- _Problem to work on_: Begin at the line containing "Practice. Locate the chimney" in the entries below and end at the line containing "Query: tree"; transcribe that range exactly and nothing outside it.

- _Working data_:

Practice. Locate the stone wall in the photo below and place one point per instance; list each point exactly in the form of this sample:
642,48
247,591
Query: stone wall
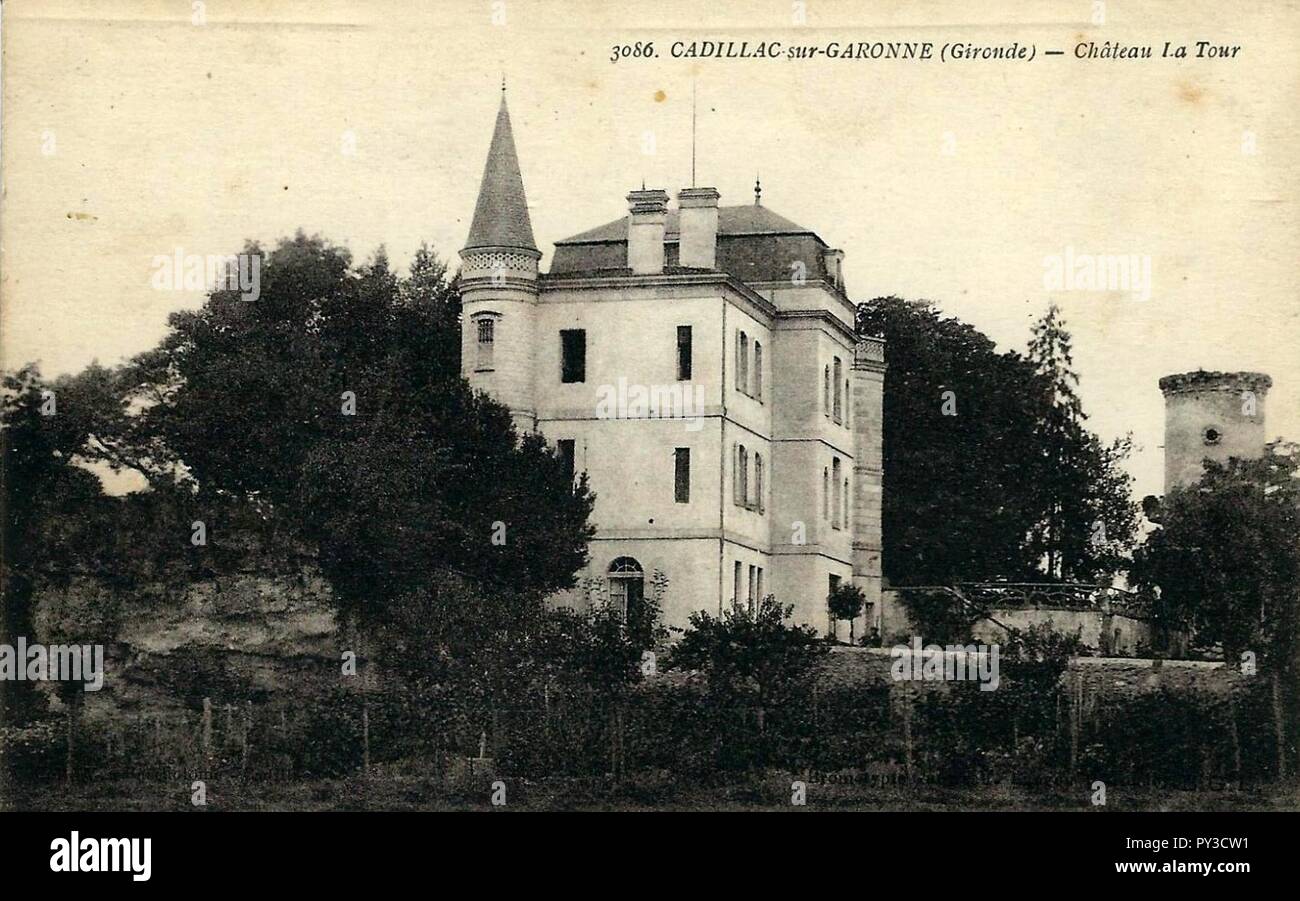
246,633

* * *

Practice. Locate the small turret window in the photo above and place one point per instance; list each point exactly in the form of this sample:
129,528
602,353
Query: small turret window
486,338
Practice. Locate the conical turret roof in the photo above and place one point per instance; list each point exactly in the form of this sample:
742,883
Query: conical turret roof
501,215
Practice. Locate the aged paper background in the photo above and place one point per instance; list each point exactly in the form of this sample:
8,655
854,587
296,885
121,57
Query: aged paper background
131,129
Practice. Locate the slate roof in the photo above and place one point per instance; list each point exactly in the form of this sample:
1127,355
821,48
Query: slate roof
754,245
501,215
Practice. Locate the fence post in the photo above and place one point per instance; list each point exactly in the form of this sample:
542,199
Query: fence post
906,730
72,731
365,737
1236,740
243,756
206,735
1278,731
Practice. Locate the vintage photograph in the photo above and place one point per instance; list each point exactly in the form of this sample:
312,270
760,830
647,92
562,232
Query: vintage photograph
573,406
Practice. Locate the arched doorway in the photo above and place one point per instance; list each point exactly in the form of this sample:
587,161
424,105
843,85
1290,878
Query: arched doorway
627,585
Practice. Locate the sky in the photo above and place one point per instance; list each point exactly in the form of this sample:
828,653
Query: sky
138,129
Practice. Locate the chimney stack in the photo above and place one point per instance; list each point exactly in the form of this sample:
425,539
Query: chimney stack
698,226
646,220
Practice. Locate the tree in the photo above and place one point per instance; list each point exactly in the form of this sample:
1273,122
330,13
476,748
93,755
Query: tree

- _Output for this exercise_:
Practice. Locate the chimney stack in the photo above and place one point per instance; list each point exactly in the form of this sample:
425,539
Query: chimney stack
698,226
646,220
Practice. Locate the tree in the photo above and place one point per instance; list each point exactly in the form of this sample:
1273,122
330,13
476,748
93,755
Query: tree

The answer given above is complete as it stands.